— START OF THE DATA —

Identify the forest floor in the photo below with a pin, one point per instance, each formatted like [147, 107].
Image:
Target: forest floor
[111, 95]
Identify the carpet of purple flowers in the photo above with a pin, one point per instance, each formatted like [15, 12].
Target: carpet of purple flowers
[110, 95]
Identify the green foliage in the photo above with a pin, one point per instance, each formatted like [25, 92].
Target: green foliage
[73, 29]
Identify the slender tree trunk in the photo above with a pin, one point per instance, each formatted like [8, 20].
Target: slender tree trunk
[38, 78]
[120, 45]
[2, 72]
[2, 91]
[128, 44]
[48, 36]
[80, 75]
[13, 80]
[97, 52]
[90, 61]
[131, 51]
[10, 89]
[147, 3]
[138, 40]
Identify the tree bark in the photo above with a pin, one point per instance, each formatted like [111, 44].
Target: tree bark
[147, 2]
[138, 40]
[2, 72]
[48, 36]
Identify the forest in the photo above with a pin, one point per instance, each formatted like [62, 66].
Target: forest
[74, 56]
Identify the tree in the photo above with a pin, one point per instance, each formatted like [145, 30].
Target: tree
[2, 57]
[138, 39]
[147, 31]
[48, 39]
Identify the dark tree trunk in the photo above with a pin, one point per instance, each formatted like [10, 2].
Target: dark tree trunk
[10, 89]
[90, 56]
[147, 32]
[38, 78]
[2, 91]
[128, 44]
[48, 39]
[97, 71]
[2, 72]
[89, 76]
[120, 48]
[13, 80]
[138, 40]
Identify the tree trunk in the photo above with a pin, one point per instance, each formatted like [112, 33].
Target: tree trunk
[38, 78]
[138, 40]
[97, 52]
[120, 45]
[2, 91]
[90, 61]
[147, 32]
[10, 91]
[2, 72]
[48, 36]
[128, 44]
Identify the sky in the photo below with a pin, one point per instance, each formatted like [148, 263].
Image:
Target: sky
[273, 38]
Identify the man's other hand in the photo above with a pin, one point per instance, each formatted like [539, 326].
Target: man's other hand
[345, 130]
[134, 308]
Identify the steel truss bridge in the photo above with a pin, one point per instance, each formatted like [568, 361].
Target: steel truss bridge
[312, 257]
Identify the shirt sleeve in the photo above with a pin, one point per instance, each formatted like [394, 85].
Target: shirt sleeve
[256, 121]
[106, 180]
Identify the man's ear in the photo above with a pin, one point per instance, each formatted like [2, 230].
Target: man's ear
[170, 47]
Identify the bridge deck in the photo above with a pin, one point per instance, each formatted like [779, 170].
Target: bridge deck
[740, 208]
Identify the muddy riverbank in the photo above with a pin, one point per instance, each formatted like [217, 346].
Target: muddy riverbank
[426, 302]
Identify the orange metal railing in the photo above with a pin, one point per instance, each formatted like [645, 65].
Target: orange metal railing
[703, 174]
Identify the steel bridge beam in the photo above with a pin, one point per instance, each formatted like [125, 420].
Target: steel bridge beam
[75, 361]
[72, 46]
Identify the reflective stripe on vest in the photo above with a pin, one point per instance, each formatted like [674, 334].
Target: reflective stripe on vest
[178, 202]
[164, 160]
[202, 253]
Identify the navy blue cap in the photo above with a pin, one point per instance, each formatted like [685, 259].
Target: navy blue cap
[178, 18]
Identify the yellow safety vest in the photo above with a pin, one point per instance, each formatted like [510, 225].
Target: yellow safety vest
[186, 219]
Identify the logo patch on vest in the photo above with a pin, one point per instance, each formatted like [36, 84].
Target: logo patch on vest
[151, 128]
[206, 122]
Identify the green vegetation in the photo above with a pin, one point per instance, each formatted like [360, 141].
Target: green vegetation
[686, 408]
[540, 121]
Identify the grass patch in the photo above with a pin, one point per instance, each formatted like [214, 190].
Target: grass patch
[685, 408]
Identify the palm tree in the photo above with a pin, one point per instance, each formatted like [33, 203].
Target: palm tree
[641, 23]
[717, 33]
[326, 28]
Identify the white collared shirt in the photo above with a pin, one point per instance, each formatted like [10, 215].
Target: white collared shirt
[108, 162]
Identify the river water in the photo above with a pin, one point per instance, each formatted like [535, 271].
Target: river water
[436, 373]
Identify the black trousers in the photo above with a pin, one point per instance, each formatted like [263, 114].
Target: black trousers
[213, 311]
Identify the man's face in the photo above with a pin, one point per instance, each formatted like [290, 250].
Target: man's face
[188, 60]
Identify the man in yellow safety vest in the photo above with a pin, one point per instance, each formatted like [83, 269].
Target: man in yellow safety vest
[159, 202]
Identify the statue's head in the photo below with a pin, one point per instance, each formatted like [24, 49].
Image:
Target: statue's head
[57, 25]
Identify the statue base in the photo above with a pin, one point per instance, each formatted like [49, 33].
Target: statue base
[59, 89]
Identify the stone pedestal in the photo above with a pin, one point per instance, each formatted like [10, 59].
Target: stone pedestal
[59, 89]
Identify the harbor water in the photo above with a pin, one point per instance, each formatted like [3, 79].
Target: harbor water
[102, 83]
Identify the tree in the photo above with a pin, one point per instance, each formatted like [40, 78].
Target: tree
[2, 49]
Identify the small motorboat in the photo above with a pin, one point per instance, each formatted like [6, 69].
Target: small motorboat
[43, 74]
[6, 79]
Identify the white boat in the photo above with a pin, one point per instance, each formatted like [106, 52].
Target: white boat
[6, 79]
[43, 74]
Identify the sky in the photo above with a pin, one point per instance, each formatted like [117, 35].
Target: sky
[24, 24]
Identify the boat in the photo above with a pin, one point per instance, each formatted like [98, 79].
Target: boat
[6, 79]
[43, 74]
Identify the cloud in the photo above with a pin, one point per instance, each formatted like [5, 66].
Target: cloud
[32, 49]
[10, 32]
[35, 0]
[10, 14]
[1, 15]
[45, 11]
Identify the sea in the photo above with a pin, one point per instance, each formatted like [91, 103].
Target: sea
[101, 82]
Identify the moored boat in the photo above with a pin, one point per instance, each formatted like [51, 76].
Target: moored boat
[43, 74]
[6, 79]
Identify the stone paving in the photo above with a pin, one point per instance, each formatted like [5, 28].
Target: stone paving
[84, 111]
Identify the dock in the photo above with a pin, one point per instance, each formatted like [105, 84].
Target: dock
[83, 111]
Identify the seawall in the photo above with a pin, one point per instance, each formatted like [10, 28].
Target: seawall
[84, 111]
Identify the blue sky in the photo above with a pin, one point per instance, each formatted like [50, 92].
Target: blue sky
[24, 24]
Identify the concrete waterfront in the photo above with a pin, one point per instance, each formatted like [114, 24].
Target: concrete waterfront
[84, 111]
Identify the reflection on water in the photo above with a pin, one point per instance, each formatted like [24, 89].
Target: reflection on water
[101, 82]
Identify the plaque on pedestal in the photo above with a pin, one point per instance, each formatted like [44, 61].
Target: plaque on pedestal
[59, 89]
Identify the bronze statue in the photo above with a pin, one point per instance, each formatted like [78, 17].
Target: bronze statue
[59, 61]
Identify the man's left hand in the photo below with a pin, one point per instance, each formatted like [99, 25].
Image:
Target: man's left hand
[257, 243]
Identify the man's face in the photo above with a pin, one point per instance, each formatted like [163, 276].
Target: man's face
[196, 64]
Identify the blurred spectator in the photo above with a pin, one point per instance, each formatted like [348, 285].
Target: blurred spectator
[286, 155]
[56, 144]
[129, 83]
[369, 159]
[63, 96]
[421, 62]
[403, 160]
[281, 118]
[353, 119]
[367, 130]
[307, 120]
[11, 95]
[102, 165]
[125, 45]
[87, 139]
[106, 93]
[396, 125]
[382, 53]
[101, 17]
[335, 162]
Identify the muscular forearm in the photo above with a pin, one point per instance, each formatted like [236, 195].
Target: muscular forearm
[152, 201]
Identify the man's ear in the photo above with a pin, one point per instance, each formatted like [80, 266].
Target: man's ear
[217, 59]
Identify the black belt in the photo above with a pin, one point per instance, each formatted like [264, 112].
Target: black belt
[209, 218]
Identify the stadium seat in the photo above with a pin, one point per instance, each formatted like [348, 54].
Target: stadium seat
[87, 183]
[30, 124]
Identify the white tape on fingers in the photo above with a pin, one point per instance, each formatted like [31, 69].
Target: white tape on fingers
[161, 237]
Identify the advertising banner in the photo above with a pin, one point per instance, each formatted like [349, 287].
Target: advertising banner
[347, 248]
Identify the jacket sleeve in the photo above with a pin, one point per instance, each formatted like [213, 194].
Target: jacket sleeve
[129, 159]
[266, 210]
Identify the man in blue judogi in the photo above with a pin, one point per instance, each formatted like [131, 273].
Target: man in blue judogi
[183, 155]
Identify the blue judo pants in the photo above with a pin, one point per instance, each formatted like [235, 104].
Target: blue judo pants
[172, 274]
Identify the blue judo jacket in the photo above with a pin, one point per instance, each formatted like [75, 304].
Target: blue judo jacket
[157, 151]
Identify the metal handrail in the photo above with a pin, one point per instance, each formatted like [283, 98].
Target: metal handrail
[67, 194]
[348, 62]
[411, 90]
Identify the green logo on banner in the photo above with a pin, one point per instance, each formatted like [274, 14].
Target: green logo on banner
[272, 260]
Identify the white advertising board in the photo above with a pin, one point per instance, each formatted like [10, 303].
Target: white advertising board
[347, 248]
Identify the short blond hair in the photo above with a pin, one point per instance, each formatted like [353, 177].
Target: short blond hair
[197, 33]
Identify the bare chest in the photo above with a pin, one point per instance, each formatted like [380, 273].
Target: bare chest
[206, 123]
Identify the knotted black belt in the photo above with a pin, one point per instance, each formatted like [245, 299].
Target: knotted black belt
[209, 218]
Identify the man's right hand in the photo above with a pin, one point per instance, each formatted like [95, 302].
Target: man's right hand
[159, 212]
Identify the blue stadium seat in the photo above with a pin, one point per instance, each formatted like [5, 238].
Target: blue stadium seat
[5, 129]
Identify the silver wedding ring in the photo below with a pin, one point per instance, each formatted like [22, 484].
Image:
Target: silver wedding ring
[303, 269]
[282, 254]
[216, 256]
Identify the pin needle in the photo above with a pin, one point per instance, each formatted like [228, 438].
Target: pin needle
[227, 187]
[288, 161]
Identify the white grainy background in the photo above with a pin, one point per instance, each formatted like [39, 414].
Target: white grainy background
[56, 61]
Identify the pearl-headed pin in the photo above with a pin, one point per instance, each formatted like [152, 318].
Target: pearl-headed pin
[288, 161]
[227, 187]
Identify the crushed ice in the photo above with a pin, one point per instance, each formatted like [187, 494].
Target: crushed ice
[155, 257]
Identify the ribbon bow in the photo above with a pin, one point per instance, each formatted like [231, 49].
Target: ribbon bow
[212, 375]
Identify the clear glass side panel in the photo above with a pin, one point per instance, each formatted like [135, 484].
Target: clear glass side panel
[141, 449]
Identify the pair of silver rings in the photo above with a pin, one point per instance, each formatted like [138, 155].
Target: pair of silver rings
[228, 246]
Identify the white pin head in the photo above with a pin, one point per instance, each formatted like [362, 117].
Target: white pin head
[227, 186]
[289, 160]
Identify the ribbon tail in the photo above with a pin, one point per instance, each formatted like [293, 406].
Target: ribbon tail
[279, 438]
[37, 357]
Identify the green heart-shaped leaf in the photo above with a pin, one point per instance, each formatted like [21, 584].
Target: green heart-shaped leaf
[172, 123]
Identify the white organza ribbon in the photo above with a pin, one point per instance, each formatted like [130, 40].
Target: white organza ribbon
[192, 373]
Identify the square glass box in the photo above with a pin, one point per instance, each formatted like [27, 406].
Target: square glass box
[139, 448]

— END OF THE DATA —

» GIVEN TASK:
Extract exactly the lines between the line containing "Identify the green heart-shaped" and the end of the data, including both.

» FINAL RESULT:
Identify the green heart-shaped leaf in the photo above with a pin, one point per instance, each formatted like [21, 584].
Target: green heart-shaped leaf
[172, 123]
Identify the white organza ribbon in the photo above with a pin, one point per instance, each formatted like [130, 40].
Target: white organza ribbon
[192, 373]
Identify the square glass box in the photo above with a pin, one point per instance, each formatted like [27, 406].
Target: square glass box
[139, 448]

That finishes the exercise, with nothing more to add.